--- 练习题目 ---
• a. 请列出正文代码中以 #include 引入的全部头文件。
• b. 请判断以下陈述是否符合正文，逐条作答“是”或“否”，并原样引用正文中起决定作用的文字：
(i) 该方法需要先进行正规的三角剖分。
(ii) 代码中 eps 的取值为 1e-8。
(iii) 最终结果由两多边形面积之和减去相交面积得到。
• c. 请根据正文回答下列问题：
(i) 按正文所述，三角形有向面积的正负由什么决定？
(ii) 常量 maxn 的值是多少？
(iii) 函数 PolygonArea 在 n 小于 3 时返回什么值？

--- 正文 ---
--

HDU3060 Area2 简单多边形面积并

不需要正规的三角剖分，用求多边形面积的思想，从一点出发连接多边形的边得到很多三
角形，三角形有向边方向决定有向面积有正有负，相加得到多边形面积的正值或负值。
把两个多边形都分成若干这样的三角形，求每对三角形的交，根据两三角形有向边顺逆时
针关系确定相交面积的正负号，最后两多边形面积和减去相交面积。

#include<stdio.h>
#include<string.h>
#include<stdlib.h>
#include<math.h>
#include<algorithm>
const int maxn = 555;
const int maxisn = 10;
const double eps = 1e-8;
const double pi = acos(-1.0);
int dcmp(double x)
{
    if(x > eps) return 1;
    return x < -eps ? -1 : 0;
}
inline double min(double a, double b)
{return a < b ? a : b;}
inline double max(double a, double b)
{return a > b ? a : b;}
inline double Sqr(double x)
{return x * x;}
struct Point
{
    double x, y;
    Point(){x = y = 0;}
    Point(double a, double b)
    {x = a, y = b;}
    inline Point operator-(const Point &b)const
    {return Point(x - b.x, y - b.y);}
    inline Point operator+(const Point &b)const
    {return Point(x + b.x, y + b.y);}
    inline double dot(const Point &b)const
    {return x * b.x + y * b.y;}
    inline double cross(const Point &b, const Point &c)const
    {return (b.x - x) * (c.y - y) - (c.x - x) * (b.y - y);}
};
Point LineCross(const Point &a, const Point &b, const Point &c, const Point &d)
{
    double u = a.cross(b, c), v = b.cross(a, d);
    return Point((c.x * v + d.x * u) / (u + v), (c.y * v + d.y * u) / (u + v));
}
double PolygonArea(Point p[], int n)
{
    if(n < 3) return 0.0;
    double s = p[0].y * (p[n - 1].x - p[1].x);
    p[n] = p[0];
    for(int i = 1; i < n; ++ i)

--

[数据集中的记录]

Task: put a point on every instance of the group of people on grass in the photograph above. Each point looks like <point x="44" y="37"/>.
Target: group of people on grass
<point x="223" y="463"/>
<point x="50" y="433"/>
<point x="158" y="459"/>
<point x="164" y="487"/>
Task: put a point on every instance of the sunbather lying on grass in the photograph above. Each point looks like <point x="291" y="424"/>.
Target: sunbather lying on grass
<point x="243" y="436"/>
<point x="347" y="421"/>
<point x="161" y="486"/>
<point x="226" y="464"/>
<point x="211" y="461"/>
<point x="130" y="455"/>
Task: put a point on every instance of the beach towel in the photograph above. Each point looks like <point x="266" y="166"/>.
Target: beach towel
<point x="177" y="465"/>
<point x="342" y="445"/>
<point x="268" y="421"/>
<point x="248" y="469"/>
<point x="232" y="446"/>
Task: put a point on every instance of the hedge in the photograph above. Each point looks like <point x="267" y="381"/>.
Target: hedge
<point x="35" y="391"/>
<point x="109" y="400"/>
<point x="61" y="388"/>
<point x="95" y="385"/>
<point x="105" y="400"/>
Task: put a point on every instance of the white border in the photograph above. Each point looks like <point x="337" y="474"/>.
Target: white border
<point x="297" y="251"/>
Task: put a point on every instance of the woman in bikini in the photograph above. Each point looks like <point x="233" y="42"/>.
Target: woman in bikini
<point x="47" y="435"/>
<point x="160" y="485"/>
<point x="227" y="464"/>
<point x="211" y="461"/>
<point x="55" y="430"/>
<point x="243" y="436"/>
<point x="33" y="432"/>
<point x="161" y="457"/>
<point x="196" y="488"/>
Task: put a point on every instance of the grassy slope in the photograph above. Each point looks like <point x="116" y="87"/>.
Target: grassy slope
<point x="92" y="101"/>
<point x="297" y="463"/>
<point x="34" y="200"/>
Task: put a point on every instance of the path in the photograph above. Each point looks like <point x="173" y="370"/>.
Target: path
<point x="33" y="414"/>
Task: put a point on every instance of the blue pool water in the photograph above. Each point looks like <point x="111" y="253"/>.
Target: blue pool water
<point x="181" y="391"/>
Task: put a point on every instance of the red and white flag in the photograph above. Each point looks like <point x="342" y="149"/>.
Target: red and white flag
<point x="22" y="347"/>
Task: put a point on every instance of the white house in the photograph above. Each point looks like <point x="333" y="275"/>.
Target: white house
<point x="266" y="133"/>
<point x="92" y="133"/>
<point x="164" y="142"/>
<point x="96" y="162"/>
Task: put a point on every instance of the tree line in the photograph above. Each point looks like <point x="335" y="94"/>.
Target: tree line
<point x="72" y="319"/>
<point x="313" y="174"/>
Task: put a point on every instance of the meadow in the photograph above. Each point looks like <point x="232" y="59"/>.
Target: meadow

--

--- 参考答案 ---
• a. stdio.h、string.h、stdlib.h、math.h、algorithm

• b.
(i) 否：“不需要正规的三角剖分”
(ii) 是：“const double eps = 1e-8;”
(iii) 是：“最后两多边形面积和减去相交面积”

• c.
(i) 三角形有向边方向
(ii) 555
(iii) 0.0